(TEXT SECTION begins)
When it comes to investing, Warren Buffett is as good they get. His talent for sizing up the value of corporations has earned him a net worth of more than $30 billion.
So when Buffett offers an observation, a lot of people take notes. Fortune magazine recently published a transcript of a talk by the famed chairman of Berkshire Hathaway and Microsoft founder Bill Gates to business students at the University of Washington. Here's part of what Buffett had to say about mergers:
"I am suspicious of people who just keep acquiring almost by the week. . . . Frequently, if some company is on a real acquisition binge, they feel they're using funny money, and it has certain aspects of a chain-letter game. . . . I get suspicious when there's too much activity. I like to see organic growth."
If Buffett follows the healthcare industry, he must be as suspicious as Sherlock Holmes at a murder scene. Within the past couple of weeks, evidence of acquisition excess has been unmistakable.
For example, Columbia/HCA Healthcare Corp., which once devoured hospitals and healthcare companies almost by the week, continues to pay dearly for its binge. It agreed to pay $2.5 million to settle Federal Trade Commission charges that it violated a 1995 order to divest hospitals in Florida and Utah in a timely manner. The company also announced it was taking $95 million in charges and losses related to discontinued businesses and sales of businesses.
(TEXT SECTION ends)
(ENTRIES PROVIDED begins)
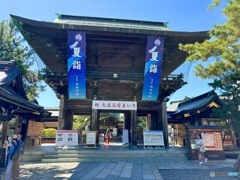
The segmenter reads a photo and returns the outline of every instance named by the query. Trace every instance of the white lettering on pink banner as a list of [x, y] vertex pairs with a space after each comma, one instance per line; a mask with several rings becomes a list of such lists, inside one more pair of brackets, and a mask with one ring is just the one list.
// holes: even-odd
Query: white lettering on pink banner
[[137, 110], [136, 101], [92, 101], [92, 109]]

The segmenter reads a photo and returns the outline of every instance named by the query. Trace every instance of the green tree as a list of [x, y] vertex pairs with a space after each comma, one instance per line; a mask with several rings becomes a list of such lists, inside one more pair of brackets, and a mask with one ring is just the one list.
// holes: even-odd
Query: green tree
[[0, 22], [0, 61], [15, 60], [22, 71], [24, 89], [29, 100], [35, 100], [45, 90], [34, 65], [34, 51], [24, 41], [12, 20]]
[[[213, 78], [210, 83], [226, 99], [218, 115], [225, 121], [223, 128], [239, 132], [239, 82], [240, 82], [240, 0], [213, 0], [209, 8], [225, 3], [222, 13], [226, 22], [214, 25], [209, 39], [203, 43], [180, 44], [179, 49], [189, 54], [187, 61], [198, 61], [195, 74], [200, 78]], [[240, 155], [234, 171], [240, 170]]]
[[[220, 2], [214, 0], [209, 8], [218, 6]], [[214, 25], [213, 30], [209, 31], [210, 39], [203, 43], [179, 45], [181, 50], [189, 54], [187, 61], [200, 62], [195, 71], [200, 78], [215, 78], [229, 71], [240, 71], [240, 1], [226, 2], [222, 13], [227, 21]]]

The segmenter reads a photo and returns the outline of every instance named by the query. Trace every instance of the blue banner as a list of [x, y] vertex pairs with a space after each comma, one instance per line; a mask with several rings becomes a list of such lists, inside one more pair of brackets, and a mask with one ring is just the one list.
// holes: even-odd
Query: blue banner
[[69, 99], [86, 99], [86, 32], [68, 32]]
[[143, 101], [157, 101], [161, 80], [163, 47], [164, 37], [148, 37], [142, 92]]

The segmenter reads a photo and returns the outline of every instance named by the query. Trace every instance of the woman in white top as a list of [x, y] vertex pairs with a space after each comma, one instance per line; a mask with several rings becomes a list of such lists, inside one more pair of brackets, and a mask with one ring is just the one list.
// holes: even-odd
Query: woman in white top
(ENTRIES PROVIDED ends)
* _WORK INSTRUCTIONS_
1 > In the article about Warren Buffett and healthcare mergers, how much did Columbia/HCA Healthcare Corp. agree to pay to settle the Federal Trade Commission charges?
2 > Write the next part of the article about Warren Buffett and healthcare mergers, picking up after its last sentence.

* _TASK-BY-TASK RESULTS_
1 > $2.5 million.

2 >
But lest anyone think only for-profit corporations engage in reckless acquisition, there was the spectacle of Allegheny Health, Education and Research Foundation, which filed for bankruptcy last month. This system embraced aggressive acquisition, gobbling up hospitals near and far, buying physician practices and taking on insurance risk. It also borrowed heavily to do this, racking up a staggering $1.3 billion in debt and a negative cash flow averaging $27 million a month.
The Allegheny saga is even more amazing because of the apparent failure of the system's trustees to recognize a disaster in the making. As last week's story on AHERF (Aug. 3, p. 20) noted, numerous captains of industry served on the board. If these people are so unquestioning or so blase about debt that they were blind to the system's weaknesses, corporate America may be in peril.
After years of frantic mergers and acquisitions, it might be time for some healthcare chains and systems to take a breather. They could reflect for a moment on whether the deals have made the organizations stronger or more vulnerable. And whether they have created what should have been the goal from the start -- what Warren Buffett seeks: value.